_Task objective_
Extract every line of the records below word for word, and leave the pictures out of your answer.

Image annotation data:
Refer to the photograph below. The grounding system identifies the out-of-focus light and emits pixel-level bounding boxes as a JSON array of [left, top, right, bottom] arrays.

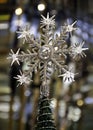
[[85, 97, 93, 104], [50, 98, 57, 109], [37, 3, 45, 11], [0, 23, 9, 30], [15, 7, 23, 15], [77, 99, 84, 107]]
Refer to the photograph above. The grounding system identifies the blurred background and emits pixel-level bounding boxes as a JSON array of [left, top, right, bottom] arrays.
[[0, 0, 93, 130]]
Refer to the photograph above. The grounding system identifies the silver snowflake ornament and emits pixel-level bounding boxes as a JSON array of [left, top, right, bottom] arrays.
[[17, 25, 30, 44], [14, 71, 31, 86], [41, 13, 55, 28], [9, 13, 87, 95], [59, 70, 76, 83], [7, 49, 20, 65]]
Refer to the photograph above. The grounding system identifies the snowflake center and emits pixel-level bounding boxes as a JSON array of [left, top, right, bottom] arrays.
[[39, 45, 51, 60], [67, 25, 73, 32], [12, 54, 17, 59], [75, 46, 82, 54]]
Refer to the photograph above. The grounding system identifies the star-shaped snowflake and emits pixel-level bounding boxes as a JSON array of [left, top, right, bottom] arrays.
[[41, 13, 55, 28], [17, 25, 31, 44], [63, 21, 78, 36], [15, 71, 31, 86], [9, 13, 87, 94], [7, 49, 20, 65]]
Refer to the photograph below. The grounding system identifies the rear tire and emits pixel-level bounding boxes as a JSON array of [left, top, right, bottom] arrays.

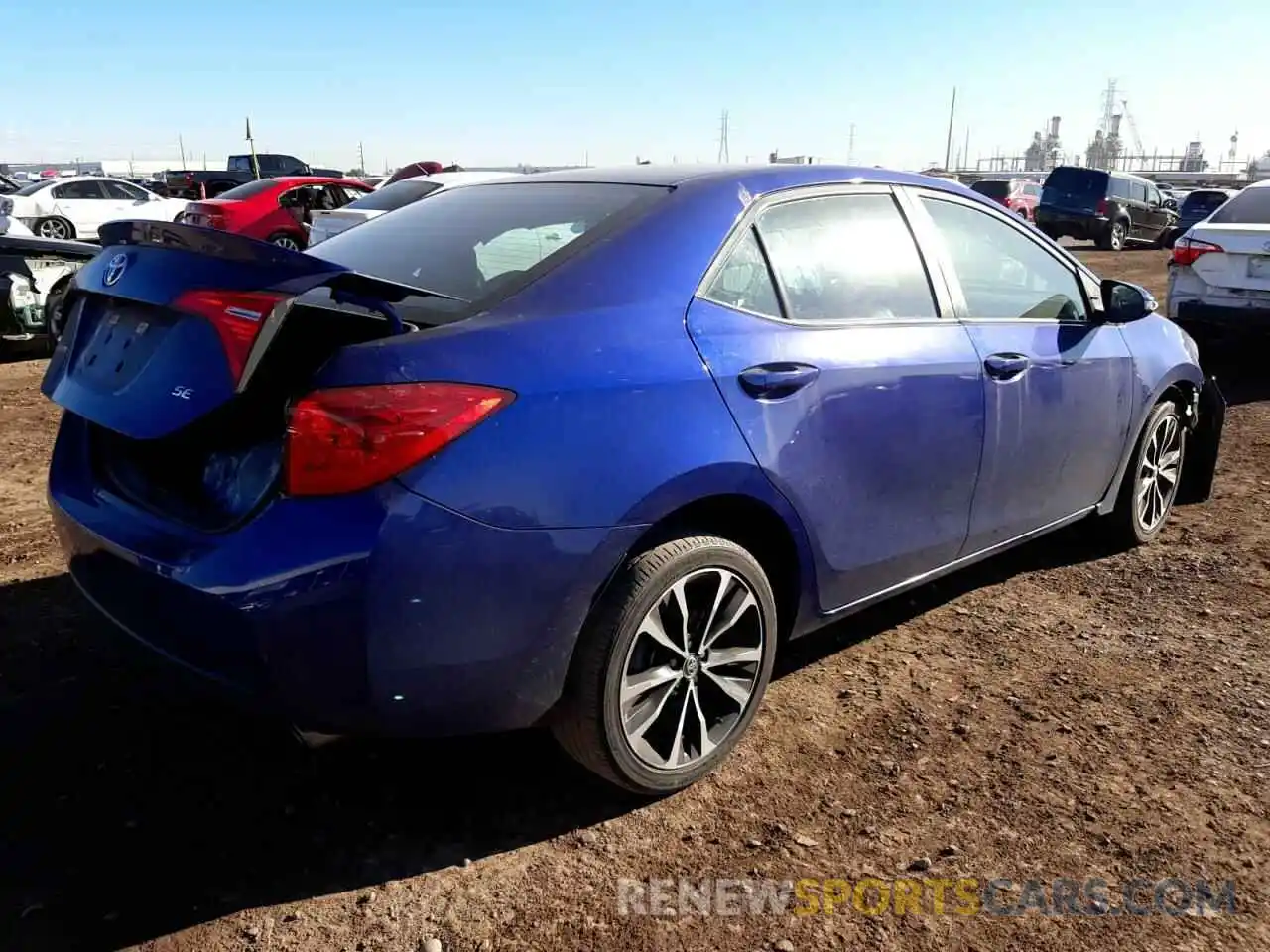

_The solution_
Refer to the photograph below. The grounding system identifies the out-of-focus light and emits pixel-level bounding boxes as a JSON array of [left, top, right, bottom] arrays.

[[85, 97, 93, 104], [50, 98, 57, 109], [37, 3, 45, 11], [0, 23, 9, 30], [15, 7, 23, 15], [77, 99, 84, 107]]
Refer to the photograph above. The grounding system identifies the blurred background and emits pixel-level bounding boxes as a JSON array of [left, top, right, bottom] arrays.
[[0, 0, 93, 130]]
Refer to the photograph above. The grounding system identifies the silver snowflake ornament and emits pixel-level bounding boxes as a JSON array of [left, top, right, bottom] arrays.
[[17, 25, 30, 44], [14, 71, 31, 86], [41, 13, 55, 28], [9, 13, 87, 95], [59, 70, 76, 83], [7, 49, 20, 65]]
Refer to the photograph above. The grounding system identifies the snowflake center and emits pixel-level bounding boxes as a JSON array of [left, top, right, bottom] arrays.
[[39, 45, 51, 60], [67, 25, 73, 32], [12, 54, 17, 59], [75, 46, 82, 54]]
Refer to the photograph above. The grounding system identifies the star-shaped snowflake and emits pixel-level bounding boxes as a JSON array of [left, top, right, bottom] arrays.
[[41, 13, 55, 28], [17, 25, 31, 44], [63, 21, 78, 36], [15, 71, 31, 86], [9, 13, 87, 94], [7, 49, 20, 65]]
Refer to the photograph below. The grounding system identifies the rear tire and emits pixel-level bounding boxes as a JSON array of [left, top, right, bottom] arrays.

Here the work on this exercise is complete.